# start of Provided entries

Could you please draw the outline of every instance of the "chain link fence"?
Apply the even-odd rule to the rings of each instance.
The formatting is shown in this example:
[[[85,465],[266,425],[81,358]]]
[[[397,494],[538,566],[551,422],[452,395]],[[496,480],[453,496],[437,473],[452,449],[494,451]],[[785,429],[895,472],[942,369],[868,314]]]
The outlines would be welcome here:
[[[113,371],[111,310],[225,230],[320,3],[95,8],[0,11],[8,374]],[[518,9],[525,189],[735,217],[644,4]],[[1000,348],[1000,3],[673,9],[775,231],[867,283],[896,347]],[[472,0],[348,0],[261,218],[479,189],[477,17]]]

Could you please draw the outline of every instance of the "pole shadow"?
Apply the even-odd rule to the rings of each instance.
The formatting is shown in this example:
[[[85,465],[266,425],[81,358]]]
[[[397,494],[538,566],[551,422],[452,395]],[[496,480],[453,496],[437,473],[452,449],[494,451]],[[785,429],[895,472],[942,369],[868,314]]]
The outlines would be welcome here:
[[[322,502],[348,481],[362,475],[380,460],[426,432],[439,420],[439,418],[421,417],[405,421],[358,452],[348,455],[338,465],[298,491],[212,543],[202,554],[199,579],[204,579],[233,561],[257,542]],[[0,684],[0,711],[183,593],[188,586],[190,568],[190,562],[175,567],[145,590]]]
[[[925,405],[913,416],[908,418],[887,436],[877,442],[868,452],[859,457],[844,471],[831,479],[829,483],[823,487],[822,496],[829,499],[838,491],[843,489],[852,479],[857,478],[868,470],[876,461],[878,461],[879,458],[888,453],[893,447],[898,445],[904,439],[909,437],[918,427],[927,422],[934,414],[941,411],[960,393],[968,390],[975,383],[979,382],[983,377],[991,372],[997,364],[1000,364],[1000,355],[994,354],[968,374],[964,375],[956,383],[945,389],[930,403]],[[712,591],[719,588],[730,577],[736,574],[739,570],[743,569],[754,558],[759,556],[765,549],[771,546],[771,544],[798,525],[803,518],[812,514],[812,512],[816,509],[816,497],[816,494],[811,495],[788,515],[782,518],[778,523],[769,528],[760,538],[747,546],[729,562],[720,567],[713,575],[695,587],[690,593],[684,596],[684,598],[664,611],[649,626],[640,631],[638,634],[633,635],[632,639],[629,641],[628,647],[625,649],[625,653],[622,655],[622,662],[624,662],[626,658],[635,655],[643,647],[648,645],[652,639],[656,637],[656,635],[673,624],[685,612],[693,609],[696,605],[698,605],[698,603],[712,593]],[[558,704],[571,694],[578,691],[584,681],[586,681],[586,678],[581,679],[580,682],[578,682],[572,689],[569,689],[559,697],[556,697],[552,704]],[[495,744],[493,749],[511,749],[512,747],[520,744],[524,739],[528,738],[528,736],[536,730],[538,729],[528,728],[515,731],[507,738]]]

# end of Provided entries

**Aim:** Go through the listing above and restate it word for word.

**Response to the exercise:**
Could you please draw the outline of every instance of the "chain link fence"?
Apply the even-odd rule to the rings of each instance.
The formatting is shown in this example:
[[[85,465],[266,425],[81,358]]]
[[[397,494],[538,566],[551,422],[452,395]],[[496,480],[453,496],[437,473],[452,449],[494,451]],[[785,429],[895,472],[942,369],[868,314]]]
The outlines would be welcome here:
[[[113,371],[111,310],[225,230],[320,3],[95,8],[0,11],[8,374]],[[518,9],[525,189],[735,217],[644,4]],[[1000,348],[1000,3],[673,9],[775,231],[867,283],[896,347]],[[472,0],[348,0],[261,218],[479,189],[477,17]]]

Could you please draw the outline of every instance of the "pole shadow"?
Apply the even-odd rule to the rings of each instance.
The formatting is shown in this example:
[[[85,465],[266,425],[81,358]]]
[[[397,494],[538,566],[551,422],[452,395]],[[496,480],[453,496],[437,473],[452,449],[494,451]],[[785,429],[895,472],[942,369],[868,314]]]
The outlines would be welcome here:
[[[322,502],[348,481],[362,475],[380,460],[426,432],[439,420],[439,418],[421,417],[405,421],[358,452],[348,455],[338,465],[298,491],[212,543],[202,554],[199,579],[204,579],[233,561],[257,542]],[[0,684],[0,711],[183,593],[188,586],[190,568],[190,562],[175,567],[145,590]]]
[[[925,405],[913,416],[908,418],[887,436],[877,442],[868,452],[859,457],[844,471],[831,479],[829,483],[823,487],[822,496],[829,499],[838,491],[843,489],[852,479],[857,478],[868,470],[876,461],[878,461],[879,458],[888,453],[893,447],[898,445],[904,439],[909,437],[918,427],[927,422],[934,414],[941,411],[960,393],[968,390],[975,383],[979,382],[983,377],[991,372],[997,364],[1000,364],[1000,355],[994,354],[968,374],[964,375],[956,383],[945,389],[930,403]],[[712,591],[719,588],[730,577],[736,574],[739,570],[743,569],[754,558],[759,556],[765,549],[771,546],[771,544],[798,525],[803,518],[812,514],[812,512],[816,509],[816,497],[816,494],[811,495],[788,515],[782,518],[778,523],[769,528],[760,538],[747,546],[729,562],[720,567],[713,575],[695,587],[690,593],[684,596],[684,598],[664,611],[649,626],[640,631],[638,634],[633,635],[632,639],[629,641],[628,647],[625,649],[625,653],[622,655],[622,662],[624,662],[626,658],[635,655],[643,647],[648,645],[652,639],[656,637],[656,635],[673,624],[685,612],[693,609],[696,605],[698,605],[698,603],[712,593]],[[558,704],[571,694],[578,691],[584,681],[586,681],[586,678],[581,679],[580,682],[578,682],[572,689],[569,689],[559,697],[556,697],[552,704]],[[495,744],[493,749],[511,749],[512,747],[520,744],[524,739],[528,738],[528,736],[536,730],[538,729],[528,728],[515,731],[507,738]]]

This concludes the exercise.